/---
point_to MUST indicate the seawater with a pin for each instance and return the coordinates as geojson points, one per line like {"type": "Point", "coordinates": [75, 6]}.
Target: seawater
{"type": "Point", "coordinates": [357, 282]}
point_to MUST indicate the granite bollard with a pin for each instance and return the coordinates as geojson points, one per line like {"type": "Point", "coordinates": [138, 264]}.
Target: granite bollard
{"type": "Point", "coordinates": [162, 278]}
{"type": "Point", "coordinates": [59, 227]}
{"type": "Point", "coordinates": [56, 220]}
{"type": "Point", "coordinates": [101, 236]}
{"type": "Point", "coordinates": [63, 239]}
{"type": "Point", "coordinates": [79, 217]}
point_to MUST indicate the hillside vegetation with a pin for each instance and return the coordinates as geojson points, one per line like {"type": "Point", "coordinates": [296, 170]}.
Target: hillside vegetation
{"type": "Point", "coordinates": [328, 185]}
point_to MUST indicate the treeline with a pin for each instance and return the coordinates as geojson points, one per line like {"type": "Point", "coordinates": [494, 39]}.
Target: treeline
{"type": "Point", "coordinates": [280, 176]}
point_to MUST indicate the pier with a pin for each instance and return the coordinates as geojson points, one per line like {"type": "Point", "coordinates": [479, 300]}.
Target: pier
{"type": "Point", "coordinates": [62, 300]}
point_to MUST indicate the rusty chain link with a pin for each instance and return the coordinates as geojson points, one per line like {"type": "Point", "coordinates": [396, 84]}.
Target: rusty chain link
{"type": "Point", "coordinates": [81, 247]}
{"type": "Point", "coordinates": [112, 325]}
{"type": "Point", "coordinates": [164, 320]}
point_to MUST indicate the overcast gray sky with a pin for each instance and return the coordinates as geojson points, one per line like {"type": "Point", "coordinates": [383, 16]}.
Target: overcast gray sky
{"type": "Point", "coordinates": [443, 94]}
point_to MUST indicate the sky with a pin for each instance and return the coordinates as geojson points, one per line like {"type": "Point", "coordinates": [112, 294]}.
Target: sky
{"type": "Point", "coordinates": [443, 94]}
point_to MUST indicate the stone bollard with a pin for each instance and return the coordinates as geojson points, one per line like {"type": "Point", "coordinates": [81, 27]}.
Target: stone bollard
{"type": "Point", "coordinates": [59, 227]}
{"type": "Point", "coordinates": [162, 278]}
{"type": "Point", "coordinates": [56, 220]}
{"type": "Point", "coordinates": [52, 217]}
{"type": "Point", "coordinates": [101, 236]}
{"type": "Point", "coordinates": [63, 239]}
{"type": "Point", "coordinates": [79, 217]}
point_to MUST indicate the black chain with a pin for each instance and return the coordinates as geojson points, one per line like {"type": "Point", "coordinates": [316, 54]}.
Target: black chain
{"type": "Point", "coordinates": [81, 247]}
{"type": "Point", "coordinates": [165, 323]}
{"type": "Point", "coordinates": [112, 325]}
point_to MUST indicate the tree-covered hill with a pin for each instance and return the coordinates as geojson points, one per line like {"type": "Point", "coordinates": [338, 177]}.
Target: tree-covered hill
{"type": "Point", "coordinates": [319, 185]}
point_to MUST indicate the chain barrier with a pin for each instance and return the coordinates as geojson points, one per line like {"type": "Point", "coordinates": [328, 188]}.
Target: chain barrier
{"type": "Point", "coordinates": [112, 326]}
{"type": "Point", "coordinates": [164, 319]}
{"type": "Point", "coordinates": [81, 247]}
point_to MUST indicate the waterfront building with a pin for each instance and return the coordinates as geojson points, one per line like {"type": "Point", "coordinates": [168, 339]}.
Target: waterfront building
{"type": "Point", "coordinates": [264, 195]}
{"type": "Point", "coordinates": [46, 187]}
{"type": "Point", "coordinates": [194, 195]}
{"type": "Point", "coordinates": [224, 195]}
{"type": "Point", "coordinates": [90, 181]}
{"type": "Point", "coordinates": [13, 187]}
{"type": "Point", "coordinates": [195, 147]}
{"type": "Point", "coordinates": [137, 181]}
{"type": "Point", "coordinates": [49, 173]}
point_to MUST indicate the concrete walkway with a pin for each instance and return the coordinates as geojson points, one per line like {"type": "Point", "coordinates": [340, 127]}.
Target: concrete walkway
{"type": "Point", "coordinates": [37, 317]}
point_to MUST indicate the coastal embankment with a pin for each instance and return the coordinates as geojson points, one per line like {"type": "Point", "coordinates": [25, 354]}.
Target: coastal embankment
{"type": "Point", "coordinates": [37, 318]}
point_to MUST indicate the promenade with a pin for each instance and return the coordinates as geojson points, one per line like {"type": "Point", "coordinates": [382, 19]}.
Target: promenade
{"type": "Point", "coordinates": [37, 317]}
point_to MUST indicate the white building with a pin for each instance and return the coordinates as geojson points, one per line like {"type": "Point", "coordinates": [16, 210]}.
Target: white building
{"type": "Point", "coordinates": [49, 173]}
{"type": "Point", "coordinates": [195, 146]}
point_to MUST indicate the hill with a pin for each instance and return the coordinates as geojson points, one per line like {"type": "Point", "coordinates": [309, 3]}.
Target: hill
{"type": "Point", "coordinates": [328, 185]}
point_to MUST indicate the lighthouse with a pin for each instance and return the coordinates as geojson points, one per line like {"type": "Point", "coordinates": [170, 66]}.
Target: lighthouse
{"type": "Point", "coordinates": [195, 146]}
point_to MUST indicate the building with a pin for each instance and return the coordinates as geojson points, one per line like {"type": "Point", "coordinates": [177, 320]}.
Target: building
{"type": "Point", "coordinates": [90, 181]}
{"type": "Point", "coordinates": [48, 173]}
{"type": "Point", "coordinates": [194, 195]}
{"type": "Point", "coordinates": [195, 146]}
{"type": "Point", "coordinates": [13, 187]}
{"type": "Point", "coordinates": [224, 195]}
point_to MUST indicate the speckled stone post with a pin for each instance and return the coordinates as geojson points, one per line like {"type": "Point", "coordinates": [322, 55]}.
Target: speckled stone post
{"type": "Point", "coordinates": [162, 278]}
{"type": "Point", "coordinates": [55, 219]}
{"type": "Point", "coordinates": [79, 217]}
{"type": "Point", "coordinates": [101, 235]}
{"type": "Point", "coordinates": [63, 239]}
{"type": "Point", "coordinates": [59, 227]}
\---
WHAT YOU ARE ASKED TO DO :: Reproduce the listing above word for word, beginning at the line that contains "point_to MUST indicate the building" and ending after its last line.

ANSWER TO THIS EXERCISE ::
point_to MUST indicate the building with a pin for each instance and return the coordinates as geojson points, one per line like {"type": "Point", "coordinates": [177, 320]}.
Target: building
{"type": "Point", "coordinates": [90, 181]}
{"type": "Point", "coordinates": [48, 173]}
{"type": "Point", "coordinates": [194, 195]}
{"type": "Point", "coordinates": [195, 146]}
{"type": "Point", "coordinates": [13, 187]}
{"type": "Point", "coordinates": [224, 195]}
point_to MUST indicate the speckled stone post with a pin for each instance and return the coordinates as geojson points, one per line like {"type": "Point", "coordinates": [322, 55]}.
Target: speckled stone post
{"type": "Point", "coordinates": [162, 278]}
{"type": "Point", "coordinates": [55, 219]}
{"type": "Point", "coordinates": [79, 217]}
{"type": "Point", "coordinates": [101, 235]}
{"type": "Point", "coordinates": [63, 239]}
{"type": "Point", "coordinates": [59, 227]}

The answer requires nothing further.